» TEXT BLOCK

========

Send and Sync Marker Traits

Functional Programming

Tutorial

The Problem

Data races are a class of concurrency bugs where two threads access the same memory simultaneously with at least one write, with no synchronization. They cause undefined behavior in C/C++ and subtle bugs in GC languages. Rust eliminates them at compile time using two marker traits: Send (a type's ownership can cross thread boundaries) and Sync (shared references to the type can be accessed from multiple threads). Violating these rules is a compile error, not a runtime crash.

🎯 Learning Outcomes

  • • Understand what Send and Sync mean and how they prevent data races at compile time
  • • Learn why Rc<T> is neither Send nor Sync, but Arc<T> is both (when T: Send + Sync)

========

» JOB
Pick up the Send and Sync tutorial above at the point where it ends, and keep writing it in the same style.

========

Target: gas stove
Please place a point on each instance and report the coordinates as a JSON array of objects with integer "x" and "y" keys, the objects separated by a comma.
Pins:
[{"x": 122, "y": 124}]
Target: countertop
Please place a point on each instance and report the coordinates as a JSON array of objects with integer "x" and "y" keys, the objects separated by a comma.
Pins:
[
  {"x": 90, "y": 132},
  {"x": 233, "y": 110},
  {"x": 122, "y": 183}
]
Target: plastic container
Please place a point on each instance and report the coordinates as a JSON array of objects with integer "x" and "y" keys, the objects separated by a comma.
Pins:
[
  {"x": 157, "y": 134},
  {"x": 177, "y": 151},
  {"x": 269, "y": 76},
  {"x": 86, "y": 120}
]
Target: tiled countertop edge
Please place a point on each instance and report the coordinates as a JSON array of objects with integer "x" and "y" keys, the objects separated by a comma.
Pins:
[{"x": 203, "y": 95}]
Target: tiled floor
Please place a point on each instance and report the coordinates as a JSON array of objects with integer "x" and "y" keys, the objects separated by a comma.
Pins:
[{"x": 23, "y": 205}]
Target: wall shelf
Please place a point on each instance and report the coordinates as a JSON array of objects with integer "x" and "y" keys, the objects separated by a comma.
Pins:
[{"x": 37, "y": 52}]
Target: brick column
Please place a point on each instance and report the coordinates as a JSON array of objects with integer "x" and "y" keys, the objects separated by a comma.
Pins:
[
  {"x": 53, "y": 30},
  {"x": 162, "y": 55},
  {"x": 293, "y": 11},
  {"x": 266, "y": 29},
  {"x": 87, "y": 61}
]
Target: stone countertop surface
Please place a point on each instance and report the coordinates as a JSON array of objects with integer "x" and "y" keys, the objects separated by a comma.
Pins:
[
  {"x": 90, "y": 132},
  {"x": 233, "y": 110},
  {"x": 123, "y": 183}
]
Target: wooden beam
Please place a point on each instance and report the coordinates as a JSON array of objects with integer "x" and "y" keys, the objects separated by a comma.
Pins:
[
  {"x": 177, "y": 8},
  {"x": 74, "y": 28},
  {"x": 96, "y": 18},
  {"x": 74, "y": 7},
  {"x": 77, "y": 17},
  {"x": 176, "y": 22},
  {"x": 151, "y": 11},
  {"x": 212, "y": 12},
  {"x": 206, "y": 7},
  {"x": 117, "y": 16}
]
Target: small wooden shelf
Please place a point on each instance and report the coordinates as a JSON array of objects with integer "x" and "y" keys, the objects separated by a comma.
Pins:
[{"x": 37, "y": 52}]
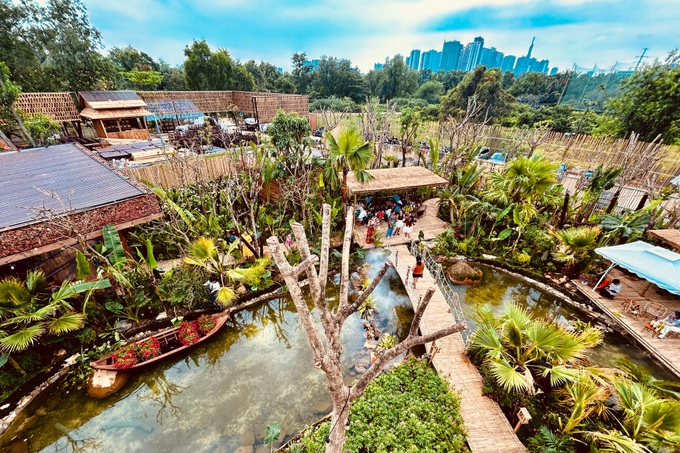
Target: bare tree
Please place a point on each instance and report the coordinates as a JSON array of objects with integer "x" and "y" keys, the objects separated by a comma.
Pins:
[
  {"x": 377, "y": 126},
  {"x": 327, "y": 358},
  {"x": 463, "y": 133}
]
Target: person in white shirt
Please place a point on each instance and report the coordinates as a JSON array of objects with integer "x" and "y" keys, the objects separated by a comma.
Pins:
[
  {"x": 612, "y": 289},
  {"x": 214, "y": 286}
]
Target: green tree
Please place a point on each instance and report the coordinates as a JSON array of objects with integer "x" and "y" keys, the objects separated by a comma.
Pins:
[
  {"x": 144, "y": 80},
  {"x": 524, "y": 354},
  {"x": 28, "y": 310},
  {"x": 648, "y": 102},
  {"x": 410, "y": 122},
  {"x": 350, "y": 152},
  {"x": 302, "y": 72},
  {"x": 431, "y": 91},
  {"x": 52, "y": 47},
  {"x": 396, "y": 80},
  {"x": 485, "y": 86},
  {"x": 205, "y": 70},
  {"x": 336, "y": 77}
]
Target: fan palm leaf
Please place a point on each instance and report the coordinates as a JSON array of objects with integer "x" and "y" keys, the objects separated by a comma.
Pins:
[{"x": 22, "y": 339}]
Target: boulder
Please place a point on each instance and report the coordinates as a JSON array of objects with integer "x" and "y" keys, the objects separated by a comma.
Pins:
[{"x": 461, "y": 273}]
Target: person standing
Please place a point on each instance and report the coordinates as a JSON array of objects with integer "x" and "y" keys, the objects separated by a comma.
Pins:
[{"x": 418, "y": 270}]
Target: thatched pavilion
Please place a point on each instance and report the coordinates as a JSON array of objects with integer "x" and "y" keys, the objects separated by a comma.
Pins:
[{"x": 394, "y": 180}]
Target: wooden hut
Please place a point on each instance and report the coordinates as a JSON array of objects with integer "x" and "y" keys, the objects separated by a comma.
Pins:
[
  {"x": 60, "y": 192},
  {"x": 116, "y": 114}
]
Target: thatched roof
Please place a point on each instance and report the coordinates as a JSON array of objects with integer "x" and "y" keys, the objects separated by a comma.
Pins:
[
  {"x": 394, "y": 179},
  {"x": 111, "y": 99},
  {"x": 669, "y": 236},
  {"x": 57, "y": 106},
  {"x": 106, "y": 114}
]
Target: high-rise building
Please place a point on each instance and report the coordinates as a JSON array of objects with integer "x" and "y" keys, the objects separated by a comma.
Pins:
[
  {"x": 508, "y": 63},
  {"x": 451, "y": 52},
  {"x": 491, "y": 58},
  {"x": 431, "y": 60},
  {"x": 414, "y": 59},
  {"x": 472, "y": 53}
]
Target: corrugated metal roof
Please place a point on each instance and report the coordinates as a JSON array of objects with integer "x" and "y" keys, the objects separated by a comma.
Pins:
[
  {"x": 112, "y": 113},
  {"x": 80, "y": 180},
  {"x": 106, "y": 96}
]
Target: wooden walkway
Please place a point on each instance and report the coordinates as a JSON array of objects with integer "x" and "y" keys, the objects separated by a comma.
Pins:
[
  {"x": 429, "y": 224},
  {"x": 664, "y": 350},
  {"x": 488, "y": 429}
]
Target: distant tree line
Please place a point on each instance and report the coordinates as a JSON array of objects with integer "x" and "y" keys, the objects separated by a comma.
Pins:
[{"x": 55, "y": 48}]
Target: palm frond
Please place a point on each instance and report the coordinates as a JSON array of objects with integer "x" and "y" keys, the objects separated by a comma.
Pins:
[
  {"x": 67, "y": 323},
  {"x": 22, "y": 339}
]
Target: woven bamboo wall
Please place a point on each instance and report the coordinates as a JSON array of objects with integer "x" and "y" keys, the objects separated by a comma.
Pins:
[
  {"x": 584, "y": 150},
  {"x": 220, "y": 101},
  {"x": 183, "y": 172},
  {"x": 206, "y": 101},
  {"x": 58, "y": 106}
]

========

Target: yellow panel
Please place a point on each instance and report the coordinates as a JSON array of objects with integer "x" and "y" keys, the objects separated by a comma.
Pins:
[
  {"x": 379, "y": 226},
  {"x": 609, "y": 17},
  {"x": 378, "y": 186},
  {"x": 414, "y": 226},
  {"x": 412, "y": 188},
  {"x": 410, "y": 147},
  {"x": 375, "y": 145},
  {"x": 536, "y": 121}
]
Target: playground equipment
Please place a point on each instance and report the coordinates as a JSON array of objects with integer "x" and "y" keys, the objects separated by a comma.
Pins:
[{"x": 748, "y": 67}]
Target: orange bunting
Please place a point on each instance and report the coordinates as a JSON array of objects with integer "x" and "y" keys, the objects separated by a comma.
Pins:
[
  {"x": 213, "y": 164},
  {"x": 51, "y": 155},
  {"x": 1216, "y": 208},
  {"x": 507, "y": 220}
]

========

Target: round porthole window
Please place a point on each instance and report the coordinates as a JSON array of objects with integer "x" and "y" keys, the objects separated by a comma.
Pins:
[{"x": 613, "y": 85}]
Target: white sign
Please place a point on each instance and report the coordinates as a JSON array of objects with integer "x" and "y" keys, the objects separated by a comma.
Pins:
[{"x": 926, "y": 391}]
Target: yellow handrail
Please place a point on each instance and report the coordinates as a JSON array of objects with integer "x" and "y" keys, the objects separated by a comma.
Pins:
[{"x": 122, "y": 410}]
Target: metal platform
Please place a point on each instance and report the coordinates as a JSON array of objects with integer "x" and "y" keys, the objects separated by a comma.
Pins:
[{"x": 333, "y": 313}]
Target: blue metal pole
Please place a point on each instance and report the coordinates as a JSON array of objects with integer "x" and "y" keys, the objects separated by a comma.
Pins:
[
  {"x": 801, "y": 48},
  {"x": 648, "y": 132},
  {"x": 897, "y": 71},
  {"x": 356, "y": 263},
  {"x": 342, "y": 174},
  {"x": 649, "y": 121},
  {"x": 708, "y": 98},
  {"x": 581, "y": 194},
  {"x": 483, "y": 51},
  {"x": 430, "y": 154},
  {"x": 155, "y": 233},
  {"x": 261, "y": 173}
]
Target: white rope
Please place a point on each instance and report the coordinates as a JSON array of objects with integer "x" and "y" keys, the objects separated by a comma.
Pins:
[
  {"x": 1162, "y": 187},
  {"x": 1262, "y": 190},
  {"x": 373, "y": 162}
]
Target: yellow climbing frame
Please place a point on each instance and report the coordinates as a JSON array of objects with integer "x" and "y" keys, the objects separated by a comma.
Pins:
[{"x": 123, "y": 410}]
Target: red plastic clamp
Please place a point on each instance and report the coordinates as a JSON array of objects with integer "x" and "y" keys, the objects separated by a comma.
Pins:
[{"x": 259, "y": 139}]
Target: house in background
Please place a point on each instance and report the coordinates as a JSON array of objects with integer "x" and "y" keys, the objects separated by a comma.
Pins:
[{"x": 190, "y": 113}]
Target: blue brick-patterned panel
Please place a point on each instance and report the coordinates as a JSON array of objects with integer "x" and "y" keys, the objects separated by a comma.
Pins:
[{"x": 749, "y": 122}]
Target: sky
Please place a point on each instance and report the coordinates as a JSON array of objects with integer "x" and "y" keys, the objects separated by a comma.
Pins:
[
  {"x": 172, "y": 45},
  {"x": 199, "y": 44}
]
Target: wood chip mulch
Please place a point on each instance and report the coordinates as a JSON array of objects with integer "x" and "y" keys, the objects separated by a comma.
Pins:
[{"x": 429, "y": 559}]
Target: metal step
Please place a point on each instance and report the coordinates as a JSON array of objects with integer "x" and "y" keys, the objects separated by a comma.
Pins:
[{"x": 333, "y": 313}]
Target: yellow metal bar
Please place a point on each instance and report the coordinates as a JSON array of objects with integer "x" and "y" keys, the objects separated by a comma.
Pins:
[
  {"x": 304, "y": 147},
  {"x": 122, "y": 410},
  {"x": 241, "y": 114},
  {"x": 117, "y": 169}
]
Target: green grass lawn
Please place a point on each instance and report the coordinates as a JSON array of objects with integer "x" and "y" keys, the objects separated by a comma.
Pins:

========

» RESPONSE TO THE TASK
  • • See Arc<Mutex<T>> as the canonical pattern for shared mutable state across threads
  • • Understand channel-based concurrency (mpsc) as an alternative to shared state
  • Code Example

    use std::sync::{Arc, Mutex};
    use std::thread;
    
    pub fn parallel_sum(numbers: Vec<i32>) -> i32 {
        let total = Arc::new(Mutex::new(0i32));
        let mid = numbers.len() / 2;
        let (left, right) = numbers.split_at(mid);
        let left = left.to_vec();
        let right = right.to_vec();
    
        let total_clone = Arc::clone(&total);
        let handle = thread::spawn(move || {
            let partial: i32 = left.iter().sum();
            *total_clone.lock().unwrap() += partial;
        });
    
        let partial: i32 = right.iter().sum();
        *total.lock().unwrap() += partial;
    
        handle.join().unwrap();
        *total.lock().unwrap()
    }

    Key Differences

  • Compile-time vs. runtime: Rust catches data races at compile time via Send/Sync; OCaml relies on runtime locking or the GIL (pre-5) to prevent them.
  • **Rc vs. Arc**: Rust provides both non-atomic (Rc, not Send) and atomic (Arc, Send + Sync) reference counting; OCaml has one GC-managed reference type.
  • Automatic derivation: Send and Sync are auto-implemented for all types whose fields are Send/Sync; adding a non-Send field (like raw pointer) automatically breaks thread safety.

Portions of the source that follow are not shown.